* **Document extract**:
*-*-*

Beyond Polarization in 21st-century El Salvador

What Is Different?

by | Mar 4, 2016

Photos by Mauro Arias @mauroariasfoto

My father was a civil engineer who worked for the government during the civil war years. He specialized in roads and had to spend several days a month traveling to remote places in El Salvador.

Photo by Mauro Arias @mauroariasfoto

I was 10 in 1986, and I remember my mom asking my dad several times when he returned home at the end of the day: “Tell me, did those communist guerrilleros stop you today?” and my dad used to answer: “No, the muchachos (the boys), they didn’t stop us and they didn’t do anything wrong.”

My mother was convinced that if the Farabundo Martí Liberation Front (FMLN) guerrillas won the war, El Salvador would become like Nicaragua or Cuba. In contrast, my father always expressed a more progressive political point of view: he felt a sense of empathy for the guerrilla; I guess he believed they were fighting for a legitimate cause.

These family conversations led me to constantly wonder what the differences were between this so-called left and right that made my parents differ so much in their political views. What were both sides—and their international allies—really fighting for? What values were they supposed to be defending?

*-*-*

* **Record list**:
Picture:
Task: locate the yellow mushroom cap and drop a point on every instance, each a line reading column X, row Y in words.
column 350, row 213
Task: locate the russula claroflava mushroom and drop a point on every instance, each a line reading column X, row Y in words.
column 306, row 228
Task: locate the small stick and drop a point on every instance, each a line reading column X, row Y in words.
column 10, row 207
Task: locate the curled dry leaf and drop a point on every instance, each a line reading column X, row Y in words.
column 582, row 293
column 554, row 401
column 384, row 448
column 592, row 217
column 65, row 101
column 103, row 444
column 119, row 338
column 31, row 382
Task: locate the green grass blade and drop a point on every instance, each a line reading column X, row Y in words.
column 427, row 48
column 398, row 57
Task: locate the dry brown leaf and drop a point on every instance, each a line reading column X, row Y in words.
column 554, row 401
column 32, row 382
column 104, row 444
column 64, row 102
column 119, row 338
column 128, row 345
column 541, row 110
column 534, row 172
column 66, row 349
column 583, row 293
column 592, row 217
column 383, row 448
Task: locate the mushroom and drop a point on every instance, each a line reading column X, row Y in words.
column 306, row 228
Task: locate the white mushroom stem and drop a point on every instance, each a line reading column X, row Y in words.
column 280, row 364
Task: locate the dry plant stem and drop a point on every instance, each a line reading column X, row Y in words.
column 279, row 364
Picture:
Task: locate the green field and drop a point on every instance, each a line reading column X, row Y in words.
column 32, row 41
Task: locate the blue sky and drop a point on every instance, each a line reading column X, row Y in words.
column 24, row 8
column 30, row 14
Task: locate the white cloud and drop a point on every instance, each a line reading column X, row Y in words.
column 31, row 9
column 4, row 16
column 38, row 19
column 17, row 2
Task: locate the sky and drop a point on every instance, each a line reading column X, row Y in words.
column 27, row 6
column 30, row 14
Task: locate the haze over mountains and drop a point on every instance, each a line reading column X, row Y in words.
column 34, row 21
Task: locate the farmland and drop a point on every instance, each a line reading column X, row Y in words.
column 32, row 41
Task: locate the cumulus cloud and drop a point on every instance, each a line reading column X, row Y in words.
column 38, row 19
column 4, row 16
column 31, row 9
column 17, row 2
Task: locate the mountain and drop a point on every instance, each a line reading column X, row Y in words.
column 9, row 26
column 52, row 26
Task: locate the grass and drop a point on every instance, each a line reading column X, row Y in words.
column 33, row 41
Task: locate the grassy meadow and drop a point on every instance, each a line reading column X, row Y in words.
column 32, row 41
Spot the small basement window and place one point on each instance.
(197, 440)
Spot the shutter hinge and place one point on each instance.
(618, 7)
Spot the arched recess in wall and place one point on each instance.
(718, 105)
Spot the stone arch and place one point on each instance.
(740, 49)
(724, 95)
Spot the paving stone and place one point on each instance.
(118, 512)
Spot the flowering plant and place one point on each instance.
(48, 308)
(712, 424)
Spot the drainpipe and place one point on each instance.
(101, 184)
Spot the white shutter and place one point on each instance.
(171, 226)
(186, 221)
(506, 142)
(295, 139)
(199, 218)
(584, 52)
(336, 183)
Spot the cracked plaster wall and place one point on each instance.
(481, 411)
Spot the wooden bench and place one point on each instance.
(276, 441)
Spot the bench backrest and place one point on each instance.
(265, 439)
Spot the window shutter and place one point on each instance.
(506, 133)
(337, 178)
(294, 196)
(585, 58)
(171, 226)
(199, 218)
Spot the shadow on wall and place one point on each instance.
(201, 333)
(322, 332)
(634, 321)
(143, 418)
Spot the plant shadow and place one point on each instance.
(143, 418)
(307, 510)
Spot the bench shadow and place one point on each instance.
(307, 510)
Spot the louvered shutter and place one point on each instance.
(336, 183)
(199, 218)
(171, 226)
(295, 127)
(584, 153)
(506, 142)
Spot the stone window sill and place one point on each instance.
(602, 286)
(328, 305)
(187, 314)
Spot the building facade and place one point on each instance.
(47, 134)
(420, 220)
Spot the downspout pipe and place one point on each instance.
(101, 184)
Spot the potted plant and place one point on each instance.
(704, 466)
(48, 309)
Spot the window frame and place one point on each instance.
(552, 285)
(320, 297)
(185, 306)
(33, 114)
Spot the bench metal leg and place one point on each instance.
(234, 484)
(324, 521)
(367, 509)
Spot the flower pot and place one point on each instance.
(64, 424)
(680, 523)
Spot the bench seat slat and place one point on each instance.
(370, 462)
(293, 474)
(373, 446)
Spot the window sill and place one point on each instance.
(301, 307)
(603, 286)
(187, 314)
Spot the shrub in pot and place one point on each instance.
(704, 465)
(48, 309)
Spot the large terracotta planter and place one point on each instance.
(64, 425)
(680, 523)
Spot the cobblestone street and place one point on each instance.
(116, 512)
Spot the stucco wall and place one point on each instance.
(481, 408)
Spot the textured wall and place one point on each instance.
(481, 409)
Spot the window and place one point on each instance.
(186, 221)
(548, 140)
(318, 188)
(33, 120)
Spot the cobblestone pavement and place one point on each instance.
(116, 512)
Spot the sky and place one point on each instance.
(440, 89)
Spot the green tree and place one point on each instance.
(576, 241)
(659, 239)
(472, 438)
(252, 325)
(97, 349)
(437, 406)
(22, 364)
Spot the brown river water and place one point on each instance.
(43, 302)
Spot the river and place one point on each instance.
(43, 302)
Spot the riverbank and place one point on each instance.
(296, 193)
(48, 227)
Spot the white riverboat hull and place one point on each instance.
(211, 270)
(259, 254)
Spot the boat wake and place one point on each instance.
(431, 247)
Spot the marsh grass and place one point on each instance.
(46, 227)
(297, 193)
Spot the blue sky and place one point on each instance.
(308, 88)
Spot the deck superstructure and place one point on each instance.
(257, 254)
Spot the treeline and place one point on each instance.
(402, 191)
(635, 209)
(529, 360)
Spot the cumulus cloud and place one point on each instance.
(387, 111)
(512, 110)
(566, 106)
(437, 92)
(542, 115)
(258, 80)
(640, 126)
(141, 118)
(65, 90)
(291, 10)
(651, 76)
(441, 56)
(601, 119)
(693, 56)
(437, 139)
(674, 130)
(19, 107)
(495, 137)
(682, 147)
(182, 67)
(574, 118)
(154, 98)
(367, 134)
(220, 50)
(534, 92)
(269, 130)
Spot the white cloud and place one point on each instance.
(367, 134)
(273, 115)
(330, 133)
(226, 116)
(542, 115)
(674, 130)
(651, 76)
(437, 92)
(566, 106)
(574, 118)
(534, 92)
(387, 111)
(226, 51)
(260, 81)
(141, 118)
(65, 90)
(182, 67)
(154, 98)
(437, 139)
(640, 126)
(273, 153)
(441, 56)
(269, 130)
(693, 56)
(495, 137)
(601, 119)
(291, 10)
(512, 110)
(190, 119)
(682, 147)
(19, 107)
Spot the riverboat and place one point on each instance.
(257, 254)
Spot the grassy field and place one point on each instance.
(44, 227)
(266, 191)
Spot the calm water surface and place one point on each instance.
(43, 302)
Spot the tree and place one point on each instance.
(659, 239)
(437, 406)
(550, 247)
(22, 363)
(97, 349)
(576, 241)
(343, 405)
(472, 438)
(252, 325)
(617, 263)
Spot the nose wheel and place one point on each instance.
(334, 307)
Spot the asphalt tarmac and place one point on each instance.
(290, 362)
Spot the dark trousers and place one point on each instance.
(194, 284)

*-*-*

* **Work instructions**: Decide whether each statement below agrees with the essay on polarization in El Salvador. For each one, answer yes or no and quote the exact words from the essay that decide it. (a) The writer's father specialized in roads. (b) The writer was 12 years old in 1986. (c) The writer's father held more conservative political views than the mother.

* **Reply to the exercise**:
(a) Yes: "He specialized in roads"
(b) No: "I was 10 in 1986"
(c) No: "my father always expressed a more progressive political point of view"